Convert the items into a JSON list of strings, one string per line, beginning with the line that contains "A single point marks each instance of the chainsaw, shaped" and ending at the last line of the items. Omit blank lines and leave out the pictures.

* **Data supplied**:
↓

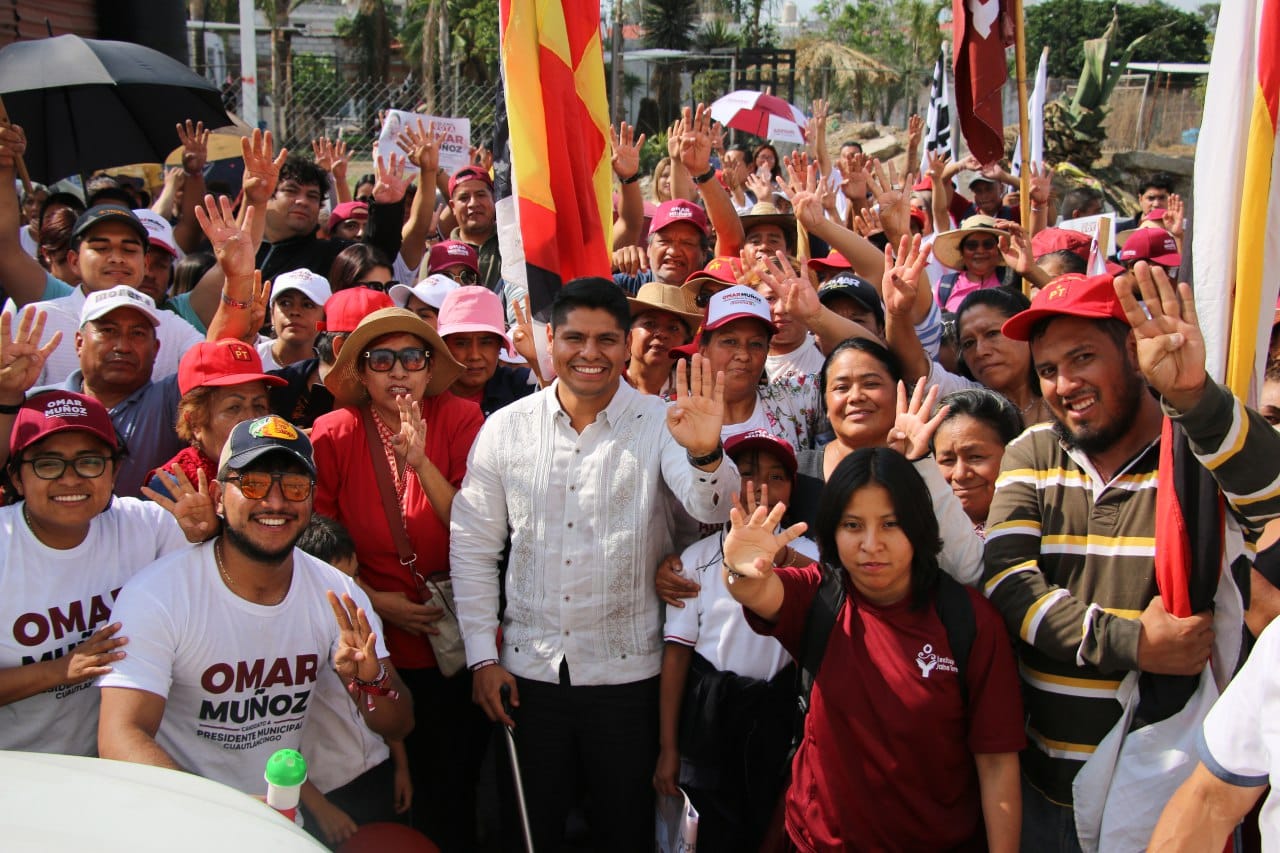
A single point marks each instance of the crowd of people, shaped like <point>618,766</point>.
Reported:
<point>302,469</point>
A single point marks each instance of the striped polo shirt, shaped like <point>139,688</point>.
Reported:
<point>1070,565</point>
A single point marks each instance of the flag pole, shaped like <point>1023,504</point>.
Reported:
<point>1024,177</point>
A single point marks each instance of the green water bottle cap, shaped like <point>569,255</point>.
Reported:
<point>286,767</point>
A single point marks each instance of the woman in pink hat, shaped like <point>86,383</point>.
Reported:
<point>470,322</point>
<point>222,384</point>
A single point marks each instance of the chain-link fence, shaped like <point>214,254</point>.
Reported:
<point>324,97</point>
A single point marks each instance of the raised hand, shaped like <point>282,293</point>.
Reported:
<point>195,146</point>
<point>913,429</point>
<point>753,541</point>
<point>261,170</point>
<point>191,505</point>
<point>411,439</point>
<point>1041,185</point>
<point>421,147</point>
<point>903,274</point>
<point>698,414</point>
<point>626,150</point>
<point>392,182</point>
<point>356,655</point>
<point>1170,343</point>
<point>1174,217</point>
<point>22,356</point>
<point>798,295</point>
<point>233,243</point>
<point>695,140</point>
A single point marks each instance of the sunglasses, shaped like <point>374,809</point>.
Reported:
<point>50,468</point>
<point>464,276</point>
<point>412,357</point>
<point>256,484</point>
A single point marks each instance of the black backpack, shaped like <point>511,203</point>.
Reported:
<point>951,602</point>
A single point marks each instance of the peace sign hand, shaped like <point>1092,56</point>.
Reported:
<point>356,656</point>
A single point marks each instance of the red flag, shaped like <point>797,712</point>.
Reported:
<point>983,28</point>
<point>553,72</point>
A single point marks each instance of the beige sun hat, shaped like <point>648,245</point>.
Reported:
<point>343,381</point>
<point>673,299</point>
<point>946,247</point>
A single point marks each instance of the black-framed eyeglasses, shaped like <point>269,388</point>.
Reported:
<point>412,357</point>
<point>464,276</point>
<point>50,468</point>
<point>256,484</point>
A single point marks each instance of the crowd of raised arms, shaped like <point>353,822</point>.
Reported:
<point>302,469</point>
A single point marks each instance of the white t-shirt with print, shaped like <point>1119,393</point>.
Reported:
<point>804,360</point>
<point>712,621</point>
<point>238,678</point>
<point>51,601</point>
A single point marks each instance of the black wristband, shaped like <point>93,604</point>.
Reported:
<point>714,456</point>
<point>707,176</point>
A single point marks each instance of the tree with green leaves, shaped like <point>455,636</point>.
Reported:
<point>1064,26</point>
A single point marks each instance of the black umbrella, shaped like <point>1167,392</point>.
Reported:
<point>88,104</point>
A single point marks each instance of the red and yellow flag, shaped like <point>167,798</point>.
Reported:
<point>1235,247</point>
<point>558,114</point>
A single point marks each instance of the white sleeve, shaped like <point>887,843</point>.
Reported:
<point>961,546</point>
<point>1233,744</point>
<point>146,621</point>
<point>478,534</point>
<point>707,496</point>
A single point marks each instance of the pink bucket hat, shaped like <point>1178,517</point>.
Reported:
<point>472,309</point>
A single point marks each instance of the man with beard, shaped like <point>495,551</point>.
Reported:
<point>227,639</point>
<point>1072,536</point>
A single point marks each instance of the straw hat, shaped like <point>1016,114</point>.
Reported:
<point>343,381</point>
<point>673,299</point>
<point>946,247</point>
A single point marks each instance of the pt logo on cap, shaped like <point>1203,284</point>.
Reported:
<point>273,427</point>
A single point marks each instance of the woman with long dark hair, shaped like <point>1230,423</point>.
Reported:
<point>903,748</point>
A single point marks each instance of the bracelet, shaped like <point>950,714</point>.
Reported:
<point>380,685</point>
<point>714,456</point>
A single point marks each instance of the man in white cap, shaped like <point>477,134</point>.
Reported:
<point>117,346</point>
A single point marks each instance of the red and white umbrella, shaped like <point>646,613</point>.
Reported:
<point>760,114</point>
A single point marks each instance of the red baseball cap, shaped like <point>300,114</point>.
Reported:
<point>59,411</point>
<point>1072,295</point>
<point>222,363</point>
<point>833,260</point>
<point>346,309</point>
<point>679,210</point>
<point>1056,240</point>
<point>764,442</point>
<point>452,252</point>
<point>469,173</point>
<point>347,210</point>
<point>1155,245</point>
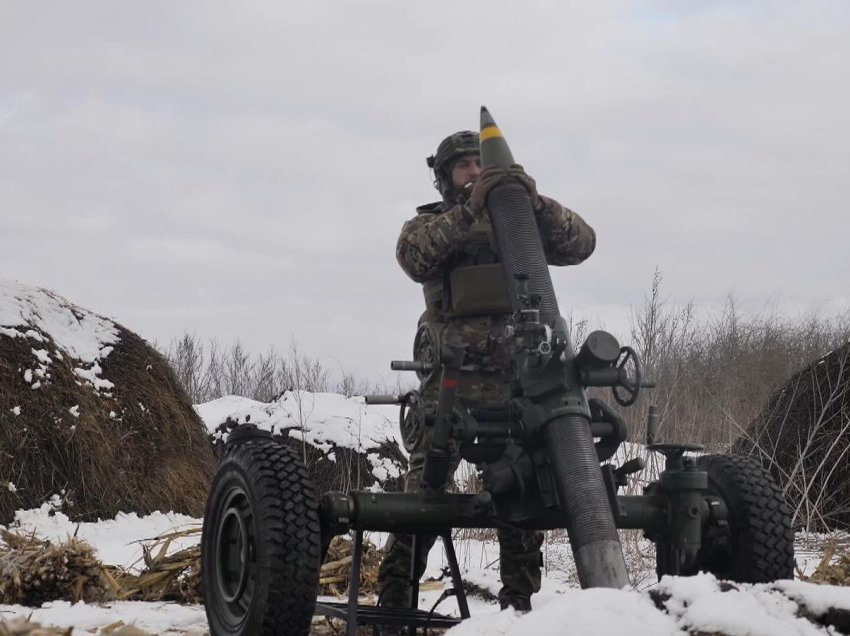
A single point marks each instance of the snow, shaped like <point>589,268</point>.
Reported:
<point>693,604</point>
<point>672,606</point>
<point>321,419</point>
<point>38,314</point>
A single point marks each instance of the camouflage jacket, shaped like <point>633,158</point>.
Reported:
<point>439,239</point>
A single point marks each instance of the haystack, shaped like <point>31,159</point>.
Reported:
<point>92,419</point>
<point>802,436</point>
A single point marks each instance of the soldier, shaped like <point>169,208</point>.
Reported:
<point>438,247</point>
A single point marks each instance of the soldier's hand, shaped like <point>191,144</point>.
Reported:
<point>519,173</point>
<point>489,179</point>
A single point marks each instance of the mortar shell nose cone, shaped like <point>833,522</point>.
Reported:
<point>486,118</point>
<point>494,149</point>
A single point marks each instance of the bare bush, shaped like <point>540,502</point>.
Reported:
<point>208,370</point>
<point>713,375</point>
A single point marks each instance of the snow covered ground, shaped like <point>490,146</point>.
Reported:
<point>691,605</point>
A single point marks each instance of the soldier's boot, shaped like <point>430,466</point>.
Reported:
<point>394,576</point>
<point>519,603</point>
<point>520,561</point>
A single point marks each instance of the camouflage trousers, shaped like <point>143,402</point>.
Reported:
<point>519,551</point>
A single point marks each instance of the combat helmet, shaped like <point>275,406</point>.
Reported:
<point>452,147</point>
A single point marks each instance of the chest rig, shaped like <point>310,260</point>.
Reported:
<point>473,283</point>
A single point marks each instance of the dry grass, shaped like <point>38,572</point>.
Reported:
<point>334,576</point>
<point>138,447</point>
<point>834,566</point>
<point>803,437</point>
<point>33,571</point>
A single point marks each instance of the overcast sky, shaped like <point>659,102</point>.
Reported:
<point>242,170</point>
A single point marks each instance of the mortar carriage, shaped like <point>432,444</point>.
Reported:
<point>546,461</point>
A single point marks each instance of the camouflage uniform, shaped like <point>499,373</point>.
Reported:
<point>431,245</point>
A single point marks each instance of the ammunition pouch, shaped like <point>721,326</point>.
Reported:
<point>478,290</point>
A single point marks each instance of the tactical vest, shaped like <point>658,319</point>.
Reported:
<point>473,283</point>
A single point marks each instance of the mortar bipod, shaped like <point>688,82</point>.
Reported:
<point>414,618</point>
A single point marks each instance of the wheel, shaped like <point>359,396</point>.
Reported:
<point>261,542</point>
<point>757,544</point>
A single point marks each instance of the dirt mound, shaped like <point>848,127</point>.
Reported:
<point>92,419</point>
<point>802,436</point>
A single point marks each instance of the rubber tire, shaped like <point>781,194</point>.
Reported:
<point>261,543</point>
<point>757,545</point>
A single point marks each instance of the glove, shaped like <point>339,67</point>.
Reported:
<point>518,173</point>
<point>489,179</point>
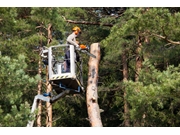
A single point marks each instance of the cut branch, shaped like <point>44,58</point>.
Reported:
<point>85,22</point>
<point>168,40</point>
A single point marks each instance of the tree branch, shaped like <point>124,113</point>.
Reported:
<point>88,23</point>
<point>168,40</point>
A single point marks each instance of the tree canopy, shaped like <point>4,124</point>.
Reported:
<point>147,37</point>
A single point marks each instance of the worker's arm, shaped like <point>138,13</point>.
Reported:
<point>70,40</point>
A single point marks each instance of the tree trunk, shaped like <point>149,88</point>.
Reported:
<point>125,78</point>
<point>48,85</point>
<point>39,92</point>
<point>139,61</point>
<point>39,83</point>
<point>138,58</point>
<point>91,94</point>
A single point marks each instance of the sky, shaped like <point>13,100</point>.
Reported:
<point>90,3</point>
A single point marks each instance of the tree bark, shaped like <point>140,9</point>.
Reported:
<point>48,85</point>
<point>139,61</point>
<point>39,92</point>
<point>91,94</point>
<point>39,83</point>
<point>125,78</point>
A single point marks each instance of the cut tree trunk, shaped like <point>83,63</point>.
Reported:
<point>139,61</point>
<point>39,83</point>
<point>39,92</point>
<point>92,94</point>
<point>48,85</point>
<point>125,78</point>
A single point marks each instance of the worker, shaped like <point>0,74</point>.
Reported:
<point>71,40</point>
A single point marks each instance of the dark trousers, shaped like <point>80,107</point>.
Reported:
<point>67,59</point>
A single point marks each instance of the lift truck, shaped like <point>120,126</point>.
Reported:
<point>62,82</point>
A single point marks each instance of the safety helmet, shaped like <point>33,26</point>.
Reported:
<point>76,28</point>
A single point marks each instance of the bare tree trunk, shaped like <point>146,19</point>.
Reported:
<point>125,78</point>
<point>138,58</point>
<point>39,84</point>
<point>91,94</point>
<point>139,61</point>
<point>48,85</point>
<point>39,92</point>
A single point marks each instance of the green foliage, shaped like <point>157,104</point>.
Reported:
<point>154,99</point>
<point>14,82</point>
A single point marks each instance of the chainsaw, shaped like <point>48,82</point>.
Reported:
<point>85,49</point>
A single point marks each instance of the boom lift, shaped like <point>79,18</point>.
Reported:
<point>63,83</point>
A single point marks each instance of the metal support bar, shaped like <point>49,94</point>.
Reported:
<point>62,94</point>
<point>34,107</point>
<point>65,88</point>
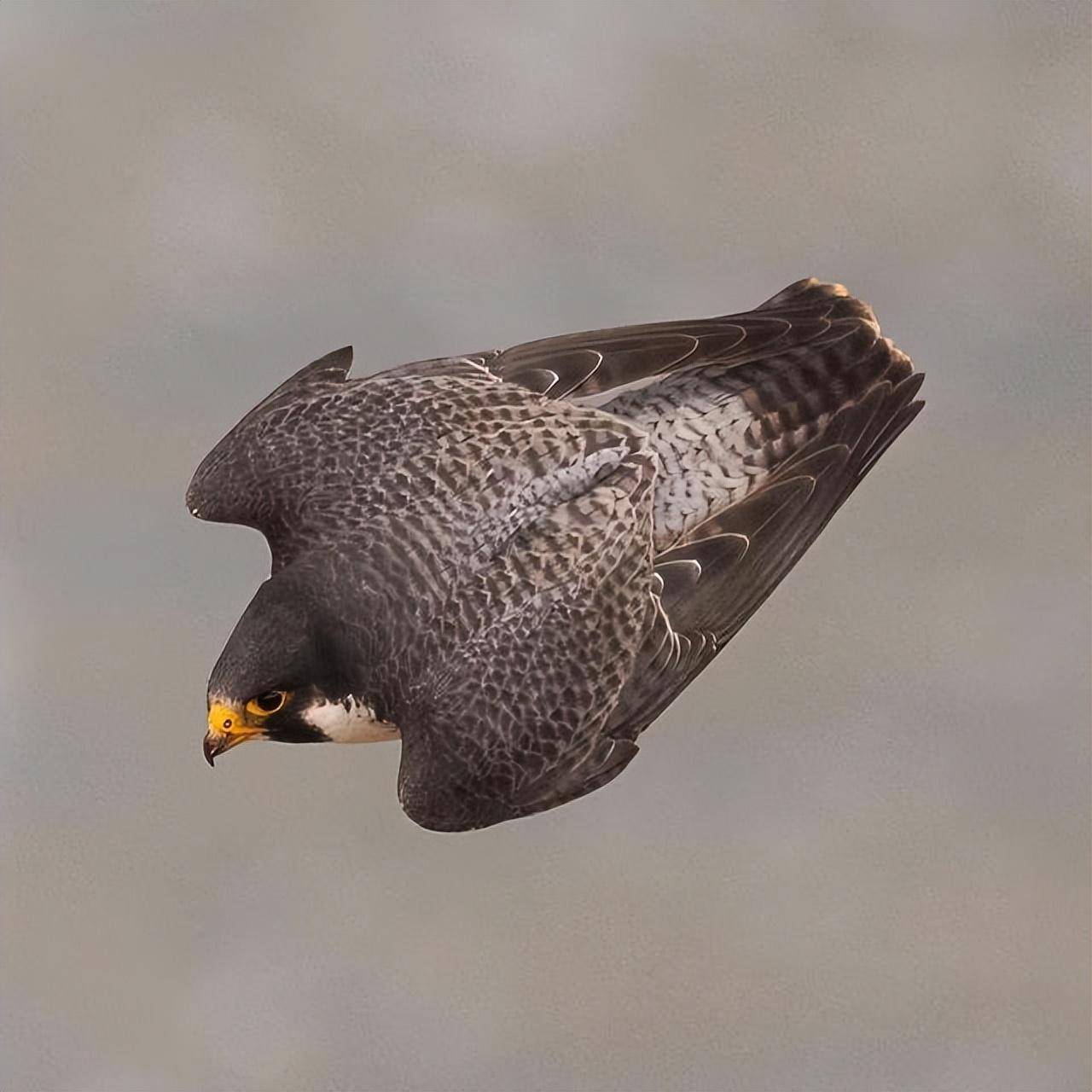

↑

* **Worked answer**:
[
  "A single point marks each instance of the chainsaw, shaped like <point>48,82</point>.",
  "Reported:",
  "<point>85,49</point>",
  "A single point marks each instance of the boom lift, shaped like <point>79,18</point>.",
  "Reported:",
  "<point>63,83</point>",
  "A single point marks each instance of the metal support bar, shaped like <point>49,94</point>.",
  "Reported:",
  "<point>62,94</point>",
  "<point>34,107</point>",
  "<point>65,88</point>"
]